● **Task statement**
Can you copy out, word for word and nothing else, the stretch of the records from the very first line through the line containing "column 8, row 439", with both of those lines included?

● **Dataset**
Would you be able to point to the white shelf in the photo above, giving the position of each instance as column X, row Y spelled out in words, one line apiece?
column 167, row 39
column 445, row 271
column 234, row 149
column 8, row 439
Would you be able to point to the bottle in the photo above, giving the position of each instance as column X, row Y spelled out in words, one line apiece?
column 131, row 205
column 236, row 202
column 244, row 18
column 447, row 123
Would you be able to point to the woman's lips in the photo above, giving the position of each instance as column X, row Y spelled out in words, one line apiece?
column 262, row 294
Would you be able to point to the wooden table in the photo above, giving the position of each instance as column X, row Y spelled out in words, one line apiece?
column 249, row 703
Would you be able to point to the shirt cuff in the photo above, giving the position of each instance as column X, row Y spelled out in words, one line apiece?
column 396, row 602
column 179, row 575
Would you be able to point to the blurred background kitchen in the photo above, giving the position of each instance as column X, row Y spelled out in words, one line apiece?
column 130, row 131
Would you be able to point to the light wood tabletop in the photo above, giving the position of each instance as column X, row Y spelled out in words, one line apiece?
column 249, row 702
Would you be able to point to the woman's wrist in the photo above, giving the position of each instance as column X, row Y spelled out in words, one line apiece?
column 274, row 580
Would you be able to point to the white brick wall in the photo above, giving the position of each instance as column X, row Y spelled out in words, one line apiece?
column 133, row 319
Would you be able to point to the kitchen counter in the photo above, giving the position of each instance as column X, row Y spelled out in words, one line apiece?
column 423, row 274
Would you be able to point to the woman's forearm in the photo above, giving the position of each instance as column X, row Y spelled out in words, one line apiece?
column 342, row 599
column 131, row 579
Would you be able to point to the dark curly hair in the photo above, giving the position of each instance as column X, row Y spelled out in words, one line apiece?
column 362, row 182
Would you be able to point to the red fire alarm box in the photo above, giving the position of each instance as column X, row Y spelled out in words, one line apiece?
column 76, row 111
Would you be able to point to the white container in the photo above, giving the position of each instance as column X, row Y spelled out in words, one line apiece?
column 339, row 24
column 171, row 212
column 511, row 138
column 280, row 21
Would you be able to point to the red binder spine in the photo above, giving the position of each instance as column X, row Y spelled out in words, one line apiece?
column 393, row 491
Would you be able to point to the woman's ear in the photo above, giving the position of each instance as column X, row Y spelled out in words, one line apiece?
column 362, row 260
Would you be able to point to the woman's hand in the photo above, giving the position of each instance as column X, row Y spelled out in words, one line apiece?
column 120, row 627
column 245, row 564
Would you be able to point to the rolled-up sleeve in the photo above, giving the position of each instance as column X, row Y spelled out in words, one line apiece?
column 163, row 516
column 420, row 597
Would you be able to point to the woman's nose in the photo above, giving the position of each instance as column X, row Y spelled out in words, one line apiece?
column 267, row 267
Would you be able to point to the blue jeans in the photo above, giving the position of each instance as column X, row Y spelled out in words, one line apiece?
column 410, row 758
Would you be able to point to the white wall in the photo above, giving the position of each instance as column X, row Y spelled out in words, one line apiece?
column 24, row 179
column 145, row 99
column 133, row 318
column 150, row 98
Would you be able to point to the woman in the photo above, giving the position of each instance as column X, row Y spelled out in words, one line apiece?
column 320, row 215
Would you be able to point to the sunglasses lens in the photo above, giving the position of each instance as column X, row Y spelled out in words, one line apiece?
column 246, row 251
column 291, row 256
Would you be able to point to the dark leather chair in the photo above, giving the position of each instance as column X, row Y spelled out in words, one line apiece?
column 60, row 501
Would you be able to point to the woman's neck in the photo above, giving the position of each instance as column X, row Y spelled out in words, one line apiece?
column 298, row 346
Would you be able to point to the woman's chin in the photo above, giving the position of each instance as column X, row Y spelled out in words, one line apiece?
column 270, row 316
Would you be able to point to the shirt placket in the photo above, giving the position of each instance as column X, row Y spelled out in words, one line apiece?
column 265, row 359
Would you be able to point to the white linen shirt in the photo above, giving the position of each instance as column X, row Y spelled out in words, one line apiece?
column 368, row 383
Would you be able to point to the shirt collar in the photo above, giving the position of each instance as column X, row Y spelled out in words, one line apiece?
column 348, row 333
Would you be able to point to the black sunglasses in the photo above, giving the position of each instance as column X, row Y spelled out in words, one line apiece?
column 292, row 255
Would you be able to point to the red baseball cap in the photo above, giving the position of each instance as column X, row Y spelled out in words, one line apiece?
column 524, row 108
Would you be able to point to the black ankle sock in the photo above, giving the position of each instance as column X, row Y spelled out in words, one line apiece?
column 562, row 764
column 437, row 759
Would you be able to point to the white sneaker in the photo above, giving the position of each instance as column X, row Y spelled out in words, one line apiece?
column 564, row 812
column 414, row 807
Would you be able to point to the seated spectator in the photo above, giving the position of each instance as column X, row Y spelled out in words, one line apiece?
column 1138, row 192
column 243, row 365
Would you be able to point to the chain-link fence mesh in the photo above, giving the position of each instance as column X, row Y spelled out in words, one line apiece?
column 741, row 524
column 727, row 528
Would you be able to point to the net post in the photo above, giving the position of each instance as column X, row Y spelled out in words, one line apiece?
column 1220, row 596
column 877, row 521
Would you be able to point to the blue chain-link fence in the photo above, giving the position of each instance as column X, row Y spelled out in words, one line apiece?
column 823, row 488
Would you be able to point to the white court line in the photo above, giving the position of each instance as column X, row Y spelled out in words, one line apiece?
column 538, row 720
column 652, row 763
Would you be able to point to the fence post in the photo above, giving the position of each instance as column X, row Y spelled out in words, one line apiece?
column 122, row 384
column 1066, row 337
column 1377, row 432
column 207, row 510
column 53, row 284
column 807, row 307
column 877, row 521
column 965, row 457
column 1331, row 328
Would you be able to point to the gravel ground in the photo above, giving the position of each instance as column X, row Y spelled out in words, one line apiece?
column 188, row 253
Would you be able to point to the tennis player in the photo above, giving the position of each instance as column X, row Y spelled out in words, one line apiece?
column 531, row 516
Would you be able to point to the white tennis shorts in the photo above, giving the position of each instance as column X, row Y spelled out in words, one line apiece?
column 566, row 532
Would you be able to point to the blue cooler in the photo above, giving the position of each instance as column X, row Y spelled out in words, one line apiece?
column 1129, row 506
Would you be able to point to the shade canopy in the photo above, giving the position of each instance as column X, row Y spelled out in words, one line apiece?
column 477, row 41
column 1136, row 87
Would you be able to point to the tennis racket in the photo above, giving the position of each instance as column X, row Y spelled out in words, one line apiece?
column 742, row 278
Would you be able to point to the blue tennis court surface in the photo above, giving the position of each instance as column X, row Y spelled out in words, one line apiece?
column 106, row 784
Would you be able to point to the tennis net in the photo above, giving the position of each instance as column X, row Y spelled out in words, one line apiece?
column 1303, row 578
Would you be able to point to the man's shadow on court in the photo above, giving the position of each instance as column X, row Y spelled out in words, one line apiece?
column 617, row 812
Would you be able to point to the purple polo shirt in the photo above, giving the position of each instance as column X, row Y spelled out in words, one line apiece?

● **Answer to this exercise**
Would you be able to point to the white shelf in the photo above, giving the position of each instance as column X, row Y spelled out in words, one line apiece?
column 167, row 39
column 445, row 271
column 234, row 149
column 8, row 439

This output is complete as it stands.